WHAT IS NEEDED: Put the lines below into a Markdown table with two columns, Row and Line, giving each line its own numbered row and omitting blank lines.
--- --- ---
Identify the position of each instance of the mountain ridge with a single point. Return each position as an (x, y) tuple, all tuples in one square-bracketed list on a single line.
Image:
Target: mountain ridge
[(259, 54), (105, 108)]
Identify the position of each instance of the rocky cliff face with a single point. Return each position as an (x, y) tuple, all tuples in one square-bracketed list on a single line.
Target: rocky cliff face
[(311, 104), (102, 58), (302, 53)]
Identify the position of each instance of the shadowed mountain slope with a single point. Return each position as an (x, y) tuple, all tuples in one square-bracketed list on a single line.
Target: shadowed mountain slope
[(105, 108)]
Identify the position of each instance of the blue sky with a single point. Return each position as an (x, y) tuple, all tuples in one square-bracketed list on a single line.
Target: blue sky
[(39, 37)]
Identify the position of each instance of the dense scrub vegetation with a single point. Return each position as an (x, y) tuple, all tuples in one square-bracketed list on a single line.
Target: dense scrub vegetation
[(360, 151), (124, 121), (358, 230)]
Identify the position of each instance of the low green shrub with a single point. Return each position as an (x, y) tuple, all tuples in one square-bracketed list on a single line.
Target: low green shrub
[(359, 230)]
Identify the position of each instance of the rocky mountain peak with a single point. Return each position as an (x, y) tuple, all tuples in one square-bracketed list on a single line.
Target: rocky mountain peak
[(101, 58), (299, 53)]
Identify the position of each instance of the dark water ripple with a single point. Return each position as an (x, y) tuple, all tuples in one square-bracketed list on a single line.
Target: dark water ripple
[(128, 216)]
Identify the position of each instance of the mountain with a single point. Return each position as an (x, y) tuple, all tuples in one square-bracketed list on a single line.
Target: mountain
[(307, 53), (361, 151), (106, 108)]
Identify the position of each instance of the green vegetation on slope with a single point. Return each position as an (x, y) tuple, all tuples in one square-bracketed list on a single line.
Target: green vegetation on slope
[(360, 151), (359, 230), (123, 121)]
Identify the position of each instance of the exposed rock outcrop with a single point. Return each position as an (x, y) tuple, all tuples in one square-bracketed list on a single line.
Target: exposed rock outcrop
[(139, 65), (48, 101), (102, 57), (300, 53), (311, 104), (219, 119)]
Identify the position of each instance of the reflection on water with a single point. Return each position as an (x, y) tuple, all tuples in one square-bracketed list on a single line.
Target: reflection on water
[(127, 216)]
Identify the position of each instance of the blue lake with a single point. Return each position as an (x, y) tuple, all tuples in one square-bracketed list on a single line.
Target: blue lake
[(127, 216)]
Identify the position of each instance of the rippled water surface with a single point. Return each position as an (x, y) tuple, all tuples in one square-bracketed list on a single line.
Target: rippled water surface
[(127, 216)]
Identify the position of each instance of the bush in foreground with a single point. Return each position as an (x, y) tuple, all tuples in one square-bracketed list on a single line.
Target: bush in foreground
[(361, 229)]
--- --- ---
WRITTEN REPLY:
| Row | Line |
|---|---|
| 1 | Identify the position of each instance of the mountain ridge with a single point. Return each position as an (x, y) tuple, all tuples in one square-bracketed list on a single line. |
| 2 | Image: |
| 3 | Target: mountain ridge |
| 4 | [(259, 54), (105, 108)] |
| 5 | Identify the position of each instance of the rocky cliff face with a single point. Return each position as an (x, y) tuple, all tuples in one square-bracketed list on a single line. |
| 6 | Target: rocky cliff face |
| 7 | [(311, 104), (102, 58), (302, 53)] |
| 8 | Identify the position of each instance of the shadowed mountain slope with a single point. Return each position as an (x, y) tuple, all tuples in one square-bracketed list on a single line. |
| 9 | Target: shadowed mountain slope |
| 10 | [(105, 108)] |
| 11 | Identify the position of each instance of the blue sky with a single point. Return each position as an (x, y) tuple, all tuples in one square-bracketed list on a single line. |
| 12 | Target: blue sky |
| 13 | [(39, 37)] |
| 14 | Identify the position of each instance of the dense scrub vegetation with a single point. Return each position as an (x, y) tuple, all tuples in one square-bracketed list on a single line. |
| 15 | Target: dense scrub vegetation |
| 16 | [(360, 151), (124, 121), (358, 230)] |
| 17 | Identify the position of each instance of the low green shrub with a single point. Return each position as an (x, y) tuple, all tuples in one square-bracketed list on a single line. |
| 18 | Target: low green shrub |
| 19 | [(359, 230)] |
| 20 | Identify the position of each instance of the rocky mountain peak with a single point. Return each position as an (x, y) tuple, all tuples in one square-bracketed list on a single line. |
| 21 | Target: rocky mountain peak |
| 22 | [(101, 58), (299, 53)] |
| 23 | Identify the position of each instance of the dark water ripple with a single point. Return each position as an (x, y) tuple, all tuples in one square-bracketed list on a single line. |
| 24 | Target: dark water ripple |
| 25 | [(128, 216)] |
| 26 | Identify the position of each instance of the mountain with a single point. Return each position as an (x, y) tuple, all tuples in one square-bracketed list on a single line. |
| 27 | Target: mountain |
| 28 | [(307, 53), (361, 151), (106, 108)] |
| 29 | Identify the position of each instance of the green vegetation on slope with a single point. Return each position as an (x, y) tuple, all tuples in one square-bracketed list on a single line. |
| 30 | Target: green vegetation on slope |
| 31 | [(360, 151), (359, 230), (123, 121)] |
| 32 | Identify the position of each instance of the exposed rock outcrop with a single point. Return each position as an (x, y) tuple, all tuples in one square-bracketed list on a single line. |
| 33 | Target: exposed rock outcrop |
| 34 | [(139, 65), (48, 101), (102, 57), (300, 53), (311, 104), (219, 119)] |
| 35 | Identify the position of each instance of the reflection on water with a single point. Return each position as an (x, y) tuple, all tuples in one square-bracketed list on a single line. |
| 36 | Target: reflection on water |
| 37 | [(127, 216)] |
| 38 | Identify the position of each instance of the blue lake with a single point. Return each position as an (x, y) tuple, all tuples in one square-bracketed list on a single line. |
| 39 | Target: blue lake |
| 40 | [(127, 216)] |
| 41 | Identify the position of each instance of the rippled water surface with a single point. Return each position as an (x, y) tuple, all tuples in one square-bracketed list on a single line. |
| 42 | Target: rippled water surface |
| 43 | [(127, 216)] |
| 44 | Identify the position of each instance of the bush in foreground with a single point. Return each position as an (x, y) tuple, all tuples in one square-bracketed list on a single line. |
| 45 | Target: bush in foreground |
| 46 | [(361, 229)] |